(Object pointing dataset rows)
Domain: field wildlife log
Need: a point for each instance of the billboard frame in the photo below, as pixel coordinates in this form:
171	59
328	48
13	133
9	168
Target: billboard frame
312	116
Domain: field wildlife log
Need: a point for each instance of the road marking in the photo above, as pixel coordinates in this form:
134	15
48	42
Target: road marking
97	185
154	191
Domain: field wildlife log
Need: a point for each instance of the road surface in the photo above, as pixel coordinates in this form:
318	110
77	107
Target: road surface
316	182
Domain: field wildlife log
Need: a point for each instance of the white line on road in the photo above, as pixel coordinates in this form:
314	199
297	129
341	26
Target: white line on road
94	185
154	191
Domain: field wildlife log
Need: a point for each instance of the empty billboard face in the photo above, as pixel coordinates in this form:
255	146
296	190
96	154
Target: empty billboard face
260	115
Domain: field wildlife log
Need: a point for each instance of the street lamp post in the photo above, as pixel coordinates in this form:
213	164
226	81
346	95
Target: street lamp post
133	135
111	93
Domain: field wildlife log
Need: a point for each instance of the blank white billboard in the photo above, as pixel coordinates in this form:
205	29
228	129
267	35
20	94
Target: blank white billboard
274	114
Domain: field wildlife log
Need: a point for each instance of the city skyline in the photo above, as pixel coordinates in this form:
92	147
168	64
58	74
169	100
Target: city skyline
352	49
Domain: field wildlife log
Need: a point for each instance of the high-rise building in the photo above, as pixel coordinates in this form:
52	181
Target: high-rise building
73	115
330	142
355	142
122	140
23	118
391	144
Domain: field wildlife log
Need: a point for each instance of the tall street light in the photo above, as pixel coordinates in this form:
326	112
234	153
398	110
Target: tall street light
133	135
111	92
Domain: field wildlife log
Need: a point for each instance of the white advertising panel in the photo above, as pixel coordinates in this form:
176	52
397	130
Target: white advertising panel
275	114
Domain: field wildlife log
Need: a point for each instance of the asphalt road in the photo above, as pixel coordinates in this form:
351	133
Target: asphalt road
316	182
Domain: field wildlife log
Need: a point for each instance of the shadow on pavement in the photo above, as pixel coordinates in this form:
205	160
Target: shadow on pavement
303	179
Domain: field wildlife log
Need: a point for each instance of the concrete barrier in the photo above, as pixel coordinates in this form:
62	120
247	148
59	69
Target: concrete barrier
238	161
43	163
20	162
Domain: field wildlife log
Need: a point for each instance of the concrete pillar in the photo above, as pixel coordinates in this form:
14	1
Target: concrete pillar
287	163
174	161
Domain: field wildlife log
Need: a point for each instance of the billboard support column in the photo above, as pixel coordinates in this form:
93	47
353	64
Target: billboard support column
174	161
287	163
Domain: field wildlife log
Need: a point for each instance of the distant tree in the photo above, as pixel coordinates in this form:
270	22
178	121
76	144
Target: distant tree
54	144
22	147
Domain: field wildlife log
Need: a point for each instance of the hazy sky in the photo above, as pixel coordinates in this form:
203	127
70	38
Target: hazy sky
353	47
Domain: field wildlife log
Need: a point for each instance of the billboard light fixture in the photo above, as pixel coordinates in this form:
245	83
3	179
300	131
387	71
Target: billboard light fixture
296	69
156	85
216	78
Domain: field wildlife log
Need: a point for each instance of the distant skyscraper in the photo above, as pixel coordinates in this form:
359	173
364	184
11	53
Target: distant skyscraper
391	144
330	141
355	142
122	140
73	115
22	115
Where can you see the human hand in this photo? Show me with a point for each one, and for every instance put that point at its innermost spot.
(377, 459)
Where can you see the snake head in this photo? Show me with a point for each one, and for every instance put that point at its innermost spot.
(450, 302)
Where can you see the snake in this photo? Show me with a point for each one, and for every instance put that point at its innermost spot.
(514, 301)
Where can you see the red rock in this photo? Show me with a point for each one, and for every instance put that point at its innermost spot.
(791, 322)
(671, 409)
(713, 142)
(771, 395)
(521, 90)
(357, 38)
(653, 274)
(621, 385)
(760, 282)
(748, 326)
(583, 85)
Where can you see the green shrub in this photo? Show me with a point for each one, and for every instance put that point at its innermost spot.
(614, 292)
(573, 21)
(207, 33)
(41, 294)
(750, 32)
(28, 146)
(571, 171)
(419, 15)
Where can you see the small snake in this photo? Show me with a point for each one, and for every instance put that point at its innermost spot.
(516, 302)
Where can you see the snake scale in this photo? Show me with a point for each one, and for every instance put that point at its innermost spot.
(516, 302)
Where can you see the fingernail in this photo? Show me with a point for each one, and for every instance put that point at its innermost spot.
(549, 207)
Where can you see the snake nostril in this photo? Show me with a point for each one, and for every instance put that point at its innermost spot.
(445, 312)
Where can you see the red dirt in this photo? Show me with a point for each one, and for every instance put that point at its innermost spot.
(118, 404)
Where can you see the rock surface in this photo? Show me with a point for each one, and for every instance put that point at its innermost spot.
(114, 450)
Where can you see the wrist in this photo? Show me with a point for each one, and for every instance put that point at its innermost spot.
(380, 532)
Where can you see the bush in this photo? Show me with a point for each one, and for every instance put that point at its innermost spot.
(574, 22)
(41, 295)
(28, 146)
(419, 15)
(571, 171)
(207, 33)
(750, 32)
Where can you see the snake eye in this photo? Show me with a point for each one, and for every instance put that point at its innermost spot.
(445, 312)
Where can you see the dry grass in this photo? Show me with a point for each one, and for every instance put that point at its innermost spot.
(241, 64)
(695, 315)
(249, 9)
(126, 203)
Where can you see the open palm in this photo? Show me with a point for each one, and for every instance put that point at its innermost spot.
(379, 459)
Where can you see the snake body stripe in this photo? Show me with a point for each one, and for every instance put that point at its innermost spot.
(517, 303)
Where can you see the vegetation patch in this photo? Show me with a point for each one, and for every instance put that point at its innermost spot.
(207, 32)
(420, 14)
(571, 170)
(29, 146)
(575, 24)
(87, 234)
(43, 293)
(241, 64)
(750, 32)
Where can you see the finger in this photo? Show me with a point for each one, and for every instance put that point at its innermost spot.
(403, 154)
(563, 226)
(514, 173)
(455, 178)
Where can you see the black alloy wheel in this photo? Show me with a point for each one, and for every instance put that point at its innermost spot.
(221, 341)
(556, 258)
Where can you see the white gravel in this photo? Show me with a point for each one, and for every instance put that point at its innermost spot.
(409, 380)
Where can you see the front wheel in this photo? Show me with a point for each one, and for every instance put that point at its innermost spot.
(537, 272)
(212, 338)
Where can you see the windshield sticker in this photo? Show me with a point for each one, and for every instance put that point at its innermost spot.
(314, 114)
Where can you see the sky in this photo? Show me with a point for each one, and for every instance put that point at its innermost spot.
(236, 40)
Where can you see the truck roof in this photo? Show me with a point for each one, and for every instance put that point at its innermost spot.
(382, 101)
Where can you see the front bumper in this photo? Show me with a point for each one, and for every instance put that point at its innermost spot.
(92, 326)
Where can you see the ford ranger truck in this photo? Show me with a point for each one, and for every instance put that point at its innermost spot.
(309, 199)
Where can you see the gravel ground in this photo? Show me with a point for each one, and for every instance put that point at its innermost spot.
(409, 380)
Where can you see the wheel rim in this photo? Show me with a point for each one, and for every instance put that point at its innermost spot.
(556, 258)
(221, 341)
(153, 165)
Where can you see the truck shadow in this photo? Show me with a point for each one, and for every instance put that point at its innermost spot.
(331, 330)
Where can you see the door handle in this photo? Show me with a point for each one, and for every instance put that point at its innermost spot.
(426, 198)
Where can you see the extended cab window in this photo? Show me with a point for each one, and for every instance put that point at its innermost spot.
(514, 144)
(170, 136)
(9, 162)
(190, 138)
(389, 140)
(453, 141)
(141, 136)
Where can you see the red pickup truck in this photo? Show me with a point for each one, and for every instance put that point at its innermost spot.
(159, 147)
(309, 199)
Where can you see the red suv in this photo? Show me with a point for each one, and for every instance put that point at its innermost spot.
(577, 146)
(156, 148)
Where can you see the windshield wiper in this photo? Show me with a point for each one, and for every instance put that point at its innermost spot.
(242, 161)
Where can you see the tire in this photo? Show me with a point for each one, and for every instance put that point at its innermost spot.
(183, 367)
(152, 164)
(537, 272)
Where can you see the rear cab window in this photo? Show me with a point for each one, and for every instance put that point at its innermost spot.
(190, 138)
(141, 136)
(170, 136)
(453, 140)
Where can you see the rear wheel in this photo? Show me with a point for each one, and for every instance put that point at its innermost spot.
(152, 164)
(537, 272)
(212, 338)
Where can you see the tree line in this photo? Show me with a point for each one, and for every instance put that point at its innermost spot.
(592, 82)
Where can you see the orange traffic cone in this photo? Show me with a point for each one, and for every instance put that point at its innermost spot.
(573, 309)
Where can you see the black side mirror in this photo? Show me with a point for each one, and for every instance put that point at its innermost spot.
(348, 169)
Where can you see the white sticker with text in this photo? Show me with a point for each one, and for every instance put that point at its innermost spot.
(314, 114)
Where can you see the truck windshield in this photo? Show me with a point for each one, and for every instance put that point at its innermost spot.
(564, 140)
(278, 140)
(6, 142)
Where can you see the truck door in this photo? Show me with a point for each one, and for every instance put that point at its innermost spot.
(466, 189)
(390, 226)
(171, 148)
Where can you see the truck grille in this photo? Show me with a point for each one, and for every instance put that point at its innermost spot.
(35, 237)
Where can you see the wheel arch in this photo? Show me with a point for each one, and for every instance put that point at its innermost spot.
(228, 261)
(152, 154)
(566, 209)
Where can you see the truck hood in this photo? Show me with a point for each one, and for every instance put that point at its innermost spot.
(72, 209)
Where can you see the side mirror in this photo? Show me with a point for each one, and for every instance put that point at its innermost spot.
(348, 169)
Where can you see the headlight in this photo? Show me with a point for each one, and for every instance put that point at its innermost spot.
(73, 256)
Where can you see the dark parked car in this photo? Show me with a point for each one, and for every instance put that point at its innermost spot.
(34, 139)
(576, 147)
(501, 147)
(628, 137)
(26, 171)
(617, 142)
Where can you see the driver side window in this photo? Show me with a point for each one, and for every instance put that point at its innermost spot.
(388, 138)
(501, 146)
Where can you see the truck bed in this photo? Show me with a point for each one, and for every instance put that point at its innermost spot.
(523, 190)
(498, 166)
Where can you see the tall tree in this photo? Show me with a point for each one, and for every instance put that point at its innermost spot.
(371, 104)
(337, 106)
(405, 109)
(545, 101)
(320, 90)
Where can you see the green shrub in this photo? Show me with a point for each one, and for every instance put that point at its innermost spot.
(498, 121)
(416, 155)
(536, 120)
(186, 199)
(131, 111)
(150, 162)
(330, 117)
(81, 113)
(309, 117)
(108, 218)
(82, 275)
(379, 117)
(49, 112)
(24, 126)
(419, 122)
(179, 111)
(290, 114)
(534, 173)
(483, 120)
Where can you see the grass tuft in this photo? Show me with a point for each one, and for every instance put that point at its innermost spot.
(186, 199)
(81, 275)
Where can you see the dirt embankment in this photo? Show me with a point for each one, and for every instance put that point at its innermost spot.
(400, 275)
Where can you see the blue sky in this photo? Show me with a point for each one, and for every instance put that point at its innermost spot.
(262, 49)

• PROBLEM TO SOLVE
Beginning at the line that holds "Where can you see the grass", write out word for word each line through the end of the records.

• EXERCISE OUTPUT
Where can you see the grass tuft in this photo? Show me with a point for each one, and for every instance put that point at its innermost spot.
(186, 199)
(81, 275)
Where can you see the dirt embankment in this photo? Show me with a point for each one, and for every instance put that point at its innermost spot.
(400, 275)
Where can you see the blue sky in this photo? Show me with a point for each one, and for every instance put that point at its innermost spot.
(262, 49)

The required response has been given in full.